▶ **Set exercise**
Gather every line below that contains the string "fresh". Case counts.

▶ **Given entries**

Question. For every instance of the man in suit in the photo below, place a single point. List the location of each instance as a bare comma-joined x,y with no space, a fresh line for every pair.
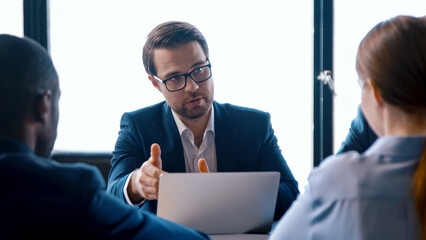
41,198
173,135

--

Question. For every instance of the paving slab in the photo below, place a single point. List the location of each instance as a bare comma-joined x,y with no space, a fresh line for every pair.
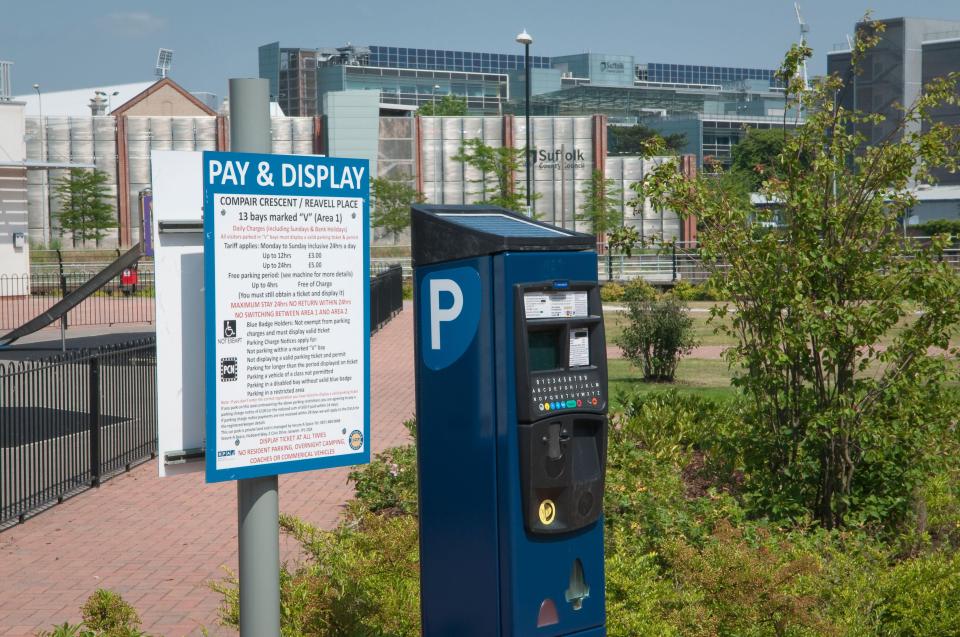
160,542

▶ **Output of the task**
Question. For every instance of the man in suit in the photo below, place a single point. List the location of each instance as a bare comma-joined x,y with no space, a fresh line for every pair.
Question. For every instance of the paving slab in the photo below, place a single point. List the location of each instance as a bare comma-joined x,y with no space, a fresh line for every pair.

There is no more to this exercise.